----- Recorded data -----
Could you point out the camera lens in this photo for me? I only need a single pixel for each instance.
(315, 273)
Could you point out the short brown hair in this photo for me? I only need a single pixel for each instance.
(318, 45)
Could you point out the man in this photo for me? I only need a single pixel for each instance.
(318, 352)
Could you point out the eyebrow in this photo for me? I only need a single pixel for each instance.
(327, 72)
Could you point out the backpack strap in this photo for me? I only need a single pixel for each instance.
-----
## What to work on
The required output is the line containing "Could you point out the man" through the last line of the records above, each copied exactly and nothing more.

## Task response
Could you point out the man in this photo for me? I only need a single pixel for each instance.
(318, 352)
Could you point out the eyebrow in this photo for me? I only need a single pixel for each instance.
(327, 72)
Could you point out the backpack strap in this photo for me? I only need a single pixel for each instance.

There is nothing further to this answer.